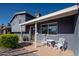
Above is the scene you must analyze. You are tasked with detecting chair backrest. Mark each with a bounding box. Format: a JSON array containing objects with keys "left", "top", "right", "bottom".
[{"left": 58, "top": 38, "right": 66, "bottom": 45}]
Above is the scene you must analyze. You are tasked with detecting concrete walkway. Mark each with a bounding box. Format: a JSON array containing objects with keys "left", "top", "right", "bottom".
[
  {"left": 0, "top": 48, "right": 37, "bottom": 56},
  {"left": 0, "top": 42, "right": 38, "bottom": 56}
]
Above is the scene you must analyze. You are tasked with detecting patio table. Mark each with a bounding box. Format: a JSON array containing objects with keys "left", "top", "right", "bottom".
[{"left": 46, "top": 39, "right": 56, "bottom": 47}]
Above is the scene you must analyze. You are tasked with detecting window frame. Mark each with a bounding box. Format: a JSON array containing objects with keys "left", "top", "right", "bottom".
[
  {"left": 41, "top": 22, "right": 58, "bottom": 34},
  {"left": 41, "top": 24, "right": 48, "bottom": 34}
]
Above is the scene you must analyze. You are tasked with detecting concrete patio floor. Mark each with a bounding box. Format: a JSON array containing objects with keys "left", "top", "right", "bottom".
[
  {"left": 0, "top": 42, "right": 74, "bottom": 56},
  {"left": 24, "top": 42, "right": 74, "bottom": 56}
]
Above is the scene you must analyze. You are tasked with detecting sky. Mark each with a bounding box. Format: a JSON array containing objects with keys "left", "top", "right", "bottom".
[{"left": 0, "top": 3, "right": 76, "bottom": 25}]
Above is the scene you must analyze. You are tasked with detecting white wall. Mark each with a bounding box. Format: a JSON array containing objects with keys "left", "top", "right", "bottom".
[{"left": 75, "top": 15, "right": 79, "bottom": 55}]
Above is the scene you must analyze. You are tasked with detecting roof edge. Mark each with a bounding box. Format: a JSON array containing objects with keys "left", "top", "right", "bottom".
[
  {"left": 9, "top": 11, "right": 35, "bottom": 23},
  {"left": 19, "top": 5, "right": 79, "bottom": 26}
]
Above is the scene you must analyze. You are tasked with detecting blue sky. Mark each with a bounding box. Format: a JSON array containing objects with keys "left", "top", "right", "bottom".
[{"left": 0, "top": 3, "right": 75, "bottom": 25}]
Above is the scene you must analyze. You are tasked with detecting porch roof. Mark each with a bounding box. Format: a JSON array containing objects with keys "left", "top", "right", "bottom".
[{"left": 19, "top": 5, "right": 79, "bottom": 26}]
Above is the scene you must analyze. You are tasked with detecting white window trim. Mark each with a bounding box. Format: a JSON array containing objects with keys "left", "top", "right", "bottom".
[{"left": 41, "top": 22, "right": 58, "bottom": 34}]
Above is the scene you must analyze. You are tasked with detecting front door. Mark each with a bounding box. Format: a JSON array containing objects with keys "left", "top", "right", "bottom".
[{"left": 30, "top": 26, "right": 35, "bottom": 42}]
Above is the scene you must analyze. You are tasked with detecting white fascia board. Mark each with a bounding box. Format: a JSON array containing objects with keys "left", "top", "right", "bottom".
[
  {"left": 15, "top": 11, "right": 26, "bottom": 14},
  {"left": 19, "top": 5, "right": 79, "bottom": 26}
]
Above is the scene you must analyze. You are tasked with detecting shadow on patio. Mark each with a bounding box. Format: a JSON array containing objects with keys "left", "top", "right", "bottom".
[{"left": 17, "top": 42, "right": 33, "bottom": 48}]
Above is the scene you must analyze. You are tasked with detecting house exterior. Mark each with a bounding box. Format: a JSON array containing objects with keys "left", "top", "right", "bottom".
[
  {"left": 9, "top": 5, "right": 79, "bottom": 55},
  {"left": 18, "top": 5, "right": 79, "bottom": 55},
  {"left": 0, "top": 24, "right": 11, "bottom": 34}
]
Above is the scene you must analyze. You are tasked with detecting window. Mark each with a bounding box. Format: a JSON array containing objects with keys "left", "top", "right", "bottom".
[
  {"left": 48, "top": 24, "right": 58, "bottom": 34},
  {"left": 41, "top": 22, "right": 58, "bottom": 34},
  {"left": 42, "top": 25, "right": 48, "bottom": 34}
]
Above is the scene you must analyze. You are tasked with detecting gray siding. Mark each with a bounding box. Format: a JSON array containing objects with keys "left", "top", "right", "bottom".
[
  {"left": 11, "top": 15, "right": 26, "bottom": 32},
  {"left": 37, "top": 34, "right": 59, "bottom": 43},
  {"left": 37, "top": 34, "right": 74, "bottom": 50}
]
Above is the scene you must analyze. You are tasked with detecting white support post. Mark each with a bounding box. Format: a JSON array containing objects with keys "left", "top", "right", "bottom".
[{"left": 35, "top": 22, "right": 37, "bottom": 48}]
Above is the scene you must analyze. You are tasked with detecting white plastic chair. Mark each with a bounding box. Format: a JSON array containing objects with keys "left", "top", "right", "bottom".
[{"left": 55, "top": 38, "right": 66, "bottom": 50}]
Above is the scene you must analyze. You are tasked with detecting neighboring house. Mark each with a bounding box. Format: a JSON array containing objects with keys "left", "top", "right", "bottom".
[
  {"left": 0, "top": 24, "right": 11, "bottom": 34},
  {"left": 18, "top": 5, "right": 79, "bottom": 55}
]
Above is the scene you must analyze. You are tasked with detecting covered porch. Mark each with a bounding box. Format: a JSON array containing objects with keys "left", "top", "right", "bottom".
[{"left": 19, "top": 5, "right": 78, "bottom": 48}]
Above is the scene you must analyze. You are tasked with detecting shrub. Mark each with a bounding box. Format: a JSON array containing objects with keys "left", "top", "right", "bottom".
[{"left": 0, "top": 34, "right": 19, "bottom": 48}]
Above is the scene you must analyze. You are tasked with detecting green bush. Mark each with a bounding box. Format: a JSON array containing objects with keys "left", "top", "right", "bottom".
[{"left": 0, "top": 34, "right": 19, "bottom": 48}]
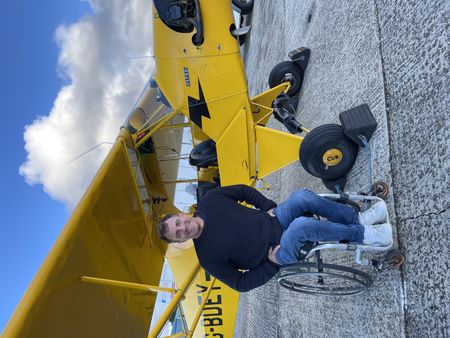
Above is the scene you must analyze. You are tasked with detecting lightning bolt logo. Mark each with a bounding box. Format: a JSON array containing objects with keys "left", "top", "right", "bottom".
[{"left": 188, "top": 80, "right": 211, "bottom": 129}]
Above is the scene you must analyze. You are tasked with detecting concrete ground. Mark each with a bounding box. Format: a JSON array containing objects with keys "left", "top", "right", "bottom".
[{"left": 235, "top": 1, "right": 449, "bottom": 337}]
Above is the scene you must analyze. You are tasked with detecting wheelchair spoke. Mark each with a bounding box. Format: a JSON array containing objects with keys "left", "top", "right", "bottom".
[{"left": 278, "top": 262, "right": 372, "bottom": 296}]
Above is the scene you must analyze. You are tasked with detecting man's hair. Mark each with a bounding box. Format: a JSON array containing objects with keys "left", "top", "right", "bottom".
[{"left": 157, "top": 213, "right": 176, "bottom": 243}]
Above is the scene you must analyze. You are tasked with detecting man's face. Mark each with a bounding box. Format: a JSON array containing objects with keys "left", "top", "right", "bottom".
[{"left": 164, "top": 213, "right": 202, "bottom": 242}]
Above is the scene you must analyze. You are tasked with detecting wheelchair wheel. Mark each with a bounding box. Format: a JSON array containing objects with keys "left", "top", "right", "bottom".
[
  {"left": 382, "top": 249, "right": 406, "bottom": 269},
  {"left": 278, "top": 262, "right": 372, "bottom": 296},
  {"left": 371, "top": 181, "right": 389, "bottom": 200}
]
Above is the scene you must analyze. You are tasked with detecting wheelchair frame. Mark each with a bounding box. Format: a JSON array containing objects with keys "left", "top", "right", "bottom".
[{"left": 277, "top": 193, "right": 404, "bottom": 296}]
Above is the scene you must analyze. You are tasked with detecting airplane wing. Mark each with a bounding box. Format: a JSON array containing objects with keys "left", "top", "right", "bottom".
[{"left": 4, "top": 136, "right": 170, "bottom": 337}]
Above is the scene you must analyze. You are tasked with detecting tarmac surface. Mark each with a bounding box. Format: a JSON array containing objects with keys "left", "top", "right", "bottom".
[{"left": 234, "top": 1, "right": 449, "bottom": 337}]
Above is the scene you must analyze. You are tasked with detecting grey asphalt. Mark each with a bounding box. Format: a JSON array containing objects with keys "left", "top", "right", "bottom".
[{"left": 234, "top": 1, "right": 449, "bottom": 337}]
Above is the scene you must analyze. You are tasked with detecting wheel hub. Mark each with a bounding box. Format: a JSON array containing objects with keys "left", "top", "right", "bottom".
[
  {"left": 282, "top": 73, "right": 297, "bottom": 89},
  {"left": 322, "top": 148, "right": 343, "bottom": 166}
]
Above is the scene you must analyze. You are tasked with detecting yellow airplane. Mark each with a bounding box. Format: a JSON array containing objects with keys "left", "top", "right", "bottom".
[{"left": 4, "top": 1, "right": 377, "bottom": 337}]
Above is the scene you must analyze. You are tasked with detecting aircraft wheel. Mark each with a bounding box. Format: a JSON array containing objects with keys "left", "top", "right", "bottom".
[
  {"left": 269, "top": 61, "right": 303, "bottom": 97},
  {"left": 232, "top": 0, "right": 254, "bottom": 15},
  {"left": 299, "top": 124, "right": 358, "bottom": 180}
]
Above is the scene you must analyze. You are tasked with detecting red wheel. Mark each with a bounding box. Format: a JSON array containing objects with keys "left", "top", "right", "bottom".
[
  {"left": 383, "top": 249, "right": 406, "bottom": 269},
  {"left": 371, "top": 181, "right": 389, "bottom": 200}
]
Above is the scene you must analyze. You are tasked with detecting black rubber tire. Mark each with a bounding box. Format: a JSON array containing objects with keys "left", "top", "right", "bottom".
[
  {"left": 299, "top": 124, "right": 358, "bottom": 180},
  {"left": 232, "top": 0, "right": 254, "bottom": 15},
  {"left": 189, "top": 139, "right": 217, "bottom": 168},
  {"left": 278, "top": 262, "right": 372, "bottom": 296},
  {"left": 268, "top": 61, "right": 303, "bottom": 97}
]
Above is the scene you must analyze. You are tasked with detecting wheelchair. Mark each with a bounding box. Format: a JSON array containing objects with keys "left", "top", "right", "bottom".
[{"left": 277, "top": 191, "right": 405, "bottom": 296}]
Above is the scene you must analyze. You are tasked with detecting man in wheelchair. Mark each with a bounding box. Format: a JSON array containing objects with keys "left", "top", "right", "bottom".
[
  {"left": 157, "top": 184, "right": 390, "bottom": 292},
  {"left": 266, "top": 189, "right": 389, "bottom": 265}
]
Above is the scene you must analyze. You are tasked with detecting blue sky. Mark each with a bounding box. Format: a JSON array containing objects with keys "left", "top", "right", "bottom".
[
  {"left": 0, "top": 0, "right": 93, "bottom": 331},
  {"left": 0, "top": 0, "right": 185, "bottom": 332}
]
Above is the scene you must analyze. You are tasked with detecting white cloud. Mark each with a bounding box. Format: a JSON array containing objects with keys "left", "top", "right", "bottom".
[{"left": 20, "top": 0, "right": 153, "bottom": 208}]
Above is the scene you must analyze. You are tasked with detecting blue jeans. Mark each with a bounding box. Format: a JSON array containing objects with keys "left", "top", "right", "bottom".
[{"left": 274, "top": 190, "right": 364, "bottom": 265}]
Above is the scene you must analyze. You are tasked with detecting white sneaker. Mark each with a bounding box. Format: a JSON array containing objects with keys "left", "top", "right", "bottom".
[
  {"left": 359, "top": 201, "right": 387, "bottom": 225},
  {"left": 363, "top": 223, "right": 392, "bottom": 246}
]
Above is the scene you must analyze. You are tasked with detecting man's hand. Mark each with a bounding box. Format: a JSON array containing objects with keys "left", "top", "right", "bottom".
[
  {"left": 267, "top": 208, "right": 276, "bottom": 217},
  {"left": 268, "top": 245, "right": 281, "bottom": 265}
]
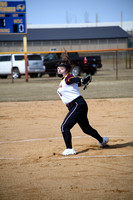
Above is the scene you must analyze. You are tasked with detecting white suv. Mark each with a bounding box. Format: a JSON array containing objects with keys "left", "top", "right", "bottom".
[{"left": 0, "top": 54, "right": 46, "bottom": 79}]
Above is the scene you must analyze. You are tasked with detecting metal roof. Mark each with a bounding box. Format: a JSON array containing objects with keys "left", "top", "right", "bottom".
[
  {"left": 27, "top": 21, "right": 133, "bottom": 31},
  {"left": 0, "top": 26, "right": 130, "bottom": 41}
]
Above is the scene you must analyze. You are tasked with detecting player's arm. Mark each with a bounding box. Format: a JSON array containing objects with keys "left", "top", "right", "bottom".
[
  {"left": 66, "top": 74, "right": 92, "bottom": 89},
  {"left": 68, "top": 74, "right": 92, "bottom": 89},
  {"left": 68, "top": 77, "right": 82, "bottom": 87}
]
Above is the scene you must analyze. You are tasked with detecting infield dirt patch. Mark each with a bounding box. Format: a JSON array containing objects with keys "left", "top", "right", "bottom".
[{"left": 0, "top": 98, "right": 133, "bottom": 200}]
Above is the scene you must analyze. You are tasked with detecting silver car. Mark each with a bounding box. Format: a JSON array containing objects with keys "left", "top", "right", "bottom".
[{"left": 28, "top": 54, "right": 46, "bottom": 78}]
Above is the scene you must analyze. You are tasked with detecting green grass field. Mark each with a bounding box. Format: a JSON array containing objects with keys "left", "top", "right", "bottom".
[{"left": 0, "top": 67, "right": 133, "bottom": 102}]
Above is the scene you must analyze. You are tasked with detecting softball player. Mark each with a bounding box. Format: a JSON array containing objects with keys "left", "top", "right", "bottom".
[{"left": 57, "top": 63, "right": 109, "bottom": 156}]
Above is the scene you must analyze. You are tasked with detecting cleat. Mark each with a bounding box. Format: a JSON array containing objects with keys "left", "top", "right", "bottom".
[
  {"left": 62, "top": 148, "right": 76, "bottom": 156},
  {"left": 99, "top": 137, "right": 109, "bottom": 147}
]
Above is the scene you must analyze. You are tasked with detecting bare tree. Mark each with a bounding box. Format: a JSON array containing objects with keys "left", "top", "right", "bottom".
[
  {"left": 66, "top": 11, "right": 71, "bottom": 24},
  {"left": 84, "top": 11, "right": 89, "bottom": 23},
  {"left": 74, "top": 15, "right": 77, "bottom": 23}
]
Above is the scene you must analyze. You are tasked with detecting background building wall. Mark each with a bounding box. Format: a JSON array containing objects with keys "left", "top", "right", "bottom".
[{"left": 0, "top": 38, "right": 128, "bottom": 52}]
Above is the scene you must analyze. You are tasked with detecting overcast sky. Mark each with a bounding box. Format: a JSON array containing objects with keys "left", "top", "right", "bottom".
[{"left": 26, "top": 0, "right": 133, "bottom": 25}]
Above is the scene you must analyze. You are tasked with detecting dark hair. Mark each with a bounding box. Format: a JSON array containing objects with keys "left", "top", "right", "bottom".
[
  {"left": 58, "top": 50, "right": 71, "bottom": 71},
  {"left": 58, "top": 62, "right": 71, "bottom": 71}
]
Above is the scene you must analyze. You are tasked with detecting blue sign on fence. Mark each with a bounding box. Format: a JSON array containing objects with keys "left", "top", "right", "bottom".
[{"left": 0, "top": 1, "right": 27, "bottom": 34}]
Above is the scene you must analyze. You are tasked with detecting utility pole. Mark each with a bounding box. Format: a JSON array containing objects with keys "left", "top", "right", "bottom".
[
  {"left": 96, "top": 13, "right": 98, "bottom": 27},
  {"left": 121, "top": 11, "right": 123, "bottom": 28}
]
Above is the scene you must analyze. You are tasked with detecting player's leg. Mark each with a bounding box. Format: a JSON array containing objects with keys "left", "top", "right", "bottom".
[
  {"left": 78, "top": 116, "right": 103, "bottom": 143},
  {"left": 61, "top": 103, "right": 79, "bottom": 149},
  {"left": 77, "top": 102, "right": 108, "bottom": 145}
]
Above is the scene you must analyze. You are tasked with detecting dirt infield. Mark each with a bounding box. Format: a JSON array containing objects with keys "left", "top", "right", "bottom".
[{"left": 0, "top": 98, "right": 133, "bottom": 200}]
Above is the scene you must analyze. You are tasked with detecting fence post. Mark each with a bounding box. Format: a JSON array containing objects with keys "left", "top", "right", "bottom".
[
  {"left": 23, "top": 34, "right": 28, "bottom": 82},
  {"left": 125, "top": 51, "right": 128, "bottom": 69},
  {"left": 116, "top": 51, "right": 118, "bottom": 80},
  {"left": 129, "top": 50, "right": 132, "bottom": 69}
]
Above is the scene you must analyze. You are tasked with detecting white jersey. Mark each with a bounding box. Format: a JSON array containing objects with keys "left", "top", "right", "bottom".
[{"left": 57, "top": 73, "right": 81, "bottom": 105}]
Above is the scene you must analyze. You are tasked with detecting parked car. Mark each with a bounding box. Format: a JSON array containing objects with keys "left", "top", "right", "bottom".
[
  {"left": 28, "top": 54, "right": 46, "bottom": 78},
  {"left": 43, "top": 52, "right": 102, "bottom": 77},
  {"left": 0, "top": 54, "right": 46, "bottom": 79}
]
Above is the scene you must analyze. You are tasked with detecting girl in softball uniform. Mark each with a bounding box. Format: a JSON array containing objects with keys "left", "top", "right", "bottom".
[{"left": 57, "top": 63, "right": 109, "bottom": 156}]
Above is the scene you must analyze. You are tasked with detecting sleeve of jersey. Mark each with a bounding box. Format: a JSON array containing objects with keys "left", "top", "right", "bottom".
[{"left": 65, "top": 74, "right": 81, "bottom": 86}]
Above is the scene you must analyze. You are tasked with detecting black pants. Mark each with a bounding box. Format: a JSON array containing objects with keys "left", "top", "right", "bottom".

_Your goal_
Taking the line that contains "with detecting sleeve" as the first and the last line of the material as the final one, transcribe that span exactly and include nothing else.

_Answer to the problem_
Above is the scene you must analyze. You are tasked with detecting sleeve of jersey. Mark each with a bounding box. Format: a JSON array containing objects with keys "left", "top", "right", "bottom".
[{"left": 65, "top": 74, "right": 81, "bottom": 86}]
Above is the scene you must analyze. You are tasked with detecting black pants. Mark each with a bounding box. Format: a JSON array containing objects with keys "left", "top", "right", "bottom".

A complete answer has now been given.